TEXT PROVIDED -

• • • • •

I remember sitting on a therapist’s couch with my then-boyfriend, a few years before we married. At the end of the first session, our therapist asked us to write down three reasons why being together was better than being alone, and not to share our answers with each other.
A week later, we pulled out our lists and read them to each other.
“We can live better together financially than we can apart,” my boyfriend said, nervously. “Is that awful?”
I didn’t think so. Neither did our therapist. It wasn’t the only reason we were together. It was simply an advantage. Besides, we had been through so much — financially — already.
We met in San Francisco in the late 1990s. Moving in together was as much a financial decision as a romantic one. We were both living in unhappy roommate situations. Why rent two separate studios — all either of us could afford — when we could stay in my two-bedroom garden apartment, which spilled out on to a mess of wildflowers?
My roommate moved out on a Tuesday, my boyfriend in on Wednesday. On Thursday, his largest contract pulled the plug, leaving him essentially unemployed, but without any of the benefits. A day later I was informed my contract also had not been renewed.
In less than a week, we had moved from honeymoon period to survival mode. Like most difficult circumstances facing a couple, the situation could either bring us together or tear us apart. That crisis made us stronger; we took on a scrappy “us against the world” mentality.
By the time we found ourselves reading lists on the therapist’s couch, we were more than back on our feet — me riding the tech wave of the Bay Area, him directing a vocational education program.

• • • • •

GIVEN INFORMATION -
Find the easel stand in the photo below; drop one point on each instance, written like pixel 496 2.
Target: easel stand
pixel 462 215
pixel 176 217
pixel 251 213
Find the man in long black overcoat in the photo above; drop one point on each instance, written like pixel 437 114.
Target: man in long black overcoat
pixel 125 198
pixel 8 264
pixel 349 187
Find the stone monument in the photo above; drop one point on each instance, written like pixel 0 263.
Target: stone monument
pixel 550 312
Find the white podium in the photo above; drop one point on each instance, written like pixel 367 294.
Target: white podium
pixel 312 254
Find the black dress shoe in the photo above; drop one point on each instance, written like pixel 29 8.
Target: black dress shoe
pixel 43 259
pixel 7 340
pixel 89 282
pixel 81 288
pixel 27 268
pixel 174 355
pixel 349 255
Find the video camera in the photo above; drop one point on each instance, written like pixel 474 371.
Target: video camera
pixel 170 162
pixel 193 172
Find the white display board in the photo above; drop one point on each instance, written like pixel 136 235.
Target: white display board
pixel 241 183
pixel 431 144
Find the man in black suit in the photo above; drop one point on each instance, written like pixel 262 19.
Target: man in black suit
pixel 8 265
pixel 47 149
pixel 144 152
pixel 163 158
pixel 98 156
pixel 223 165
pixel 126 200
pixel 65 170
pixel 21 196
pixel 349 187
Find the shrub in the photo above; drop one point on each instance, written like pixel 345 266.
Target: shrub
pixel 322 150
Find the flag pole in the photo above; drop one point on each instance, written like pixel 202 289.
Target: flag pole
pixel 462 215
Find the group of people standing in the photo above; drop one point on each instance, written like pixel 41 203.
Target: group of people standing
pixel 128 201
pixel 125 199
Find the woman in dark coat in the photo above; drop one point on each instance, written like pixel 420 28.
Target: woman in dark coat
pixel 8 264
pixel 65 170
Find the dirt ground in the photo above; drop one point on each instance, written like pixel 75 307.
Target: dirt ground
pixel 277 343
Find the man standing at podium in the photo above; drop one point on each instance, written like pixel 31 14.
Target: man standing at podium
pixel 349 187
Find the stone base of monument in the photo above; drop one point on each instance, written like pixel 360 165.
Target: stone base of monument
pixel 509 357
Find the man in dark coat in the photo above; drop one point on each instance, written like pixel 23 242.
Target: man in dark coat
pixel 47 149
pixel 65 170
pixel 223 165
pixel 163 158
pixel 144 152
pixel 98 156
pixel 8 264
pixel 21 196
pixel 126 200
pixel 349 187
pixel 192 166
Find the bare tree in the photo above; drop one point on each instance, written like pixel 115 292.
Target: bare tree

• • • • •

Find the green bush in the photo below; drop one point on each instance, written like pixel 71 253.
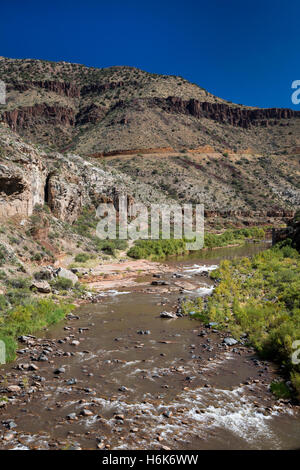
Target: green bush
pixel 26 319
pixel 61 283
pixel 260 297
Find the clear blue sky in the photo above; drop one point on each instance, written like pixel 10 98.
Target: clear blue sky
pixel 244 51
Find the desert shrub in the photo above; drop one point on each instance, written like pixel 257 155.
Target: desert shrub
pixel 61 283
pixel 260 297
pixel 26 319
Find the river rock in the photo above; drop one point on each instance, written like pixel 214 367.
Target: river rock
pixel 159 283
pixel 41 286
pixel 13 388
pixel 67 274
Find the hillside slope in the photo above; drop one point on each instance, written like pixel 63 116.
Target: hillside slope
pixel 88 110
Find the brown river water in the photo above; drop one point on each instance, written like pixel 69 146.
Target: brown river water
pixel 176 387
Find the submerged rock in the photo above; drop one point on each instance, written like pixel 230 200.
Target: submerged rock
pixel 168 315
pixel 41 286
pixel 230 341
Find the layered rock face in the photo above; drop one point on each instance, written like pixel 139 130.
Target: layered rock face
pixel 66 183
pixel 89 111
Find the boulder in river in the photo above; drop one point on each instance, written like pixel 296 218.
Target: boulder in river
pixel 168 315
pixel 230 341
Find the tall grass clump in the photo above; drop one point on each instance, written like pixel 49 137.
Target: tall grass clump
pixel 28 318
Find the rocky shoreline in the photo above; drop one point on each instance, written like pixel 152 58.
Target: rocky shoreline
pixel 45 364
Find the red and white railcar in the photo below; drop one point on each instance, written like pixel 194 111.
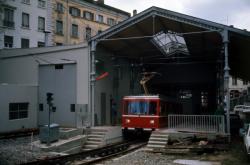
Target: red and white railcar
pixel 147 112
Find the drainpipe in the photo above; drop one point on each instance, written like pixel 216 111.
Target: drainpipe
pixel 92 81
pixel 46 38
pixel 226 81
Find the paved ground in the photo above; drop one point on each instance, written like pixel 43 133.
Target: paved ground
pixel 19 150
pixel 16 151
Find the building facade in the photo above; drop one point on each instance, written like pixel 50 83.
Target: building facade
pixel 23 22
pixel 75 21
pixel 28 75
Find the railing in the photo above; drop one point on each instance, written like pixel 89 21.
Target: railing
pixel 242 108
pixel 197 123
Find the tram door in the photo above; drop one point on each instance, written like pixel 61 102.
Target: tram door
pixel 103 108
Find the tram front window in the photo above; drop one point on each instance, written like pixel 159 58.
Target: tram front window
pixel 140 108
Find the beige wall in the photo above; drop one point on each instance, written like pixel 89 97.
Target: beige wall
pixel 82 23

• • • • •

WHAT THE EXERCISE ASKS - Render into Spanish this sentence from the personal essay about a couple's early finances: "A week later, we pulled out our lists and read them to each other." The lines placed after the text have no connection to it.

TASK RESPONSE - Una semana después, sacamos nuestras listas y nos las leímos el uno al otro.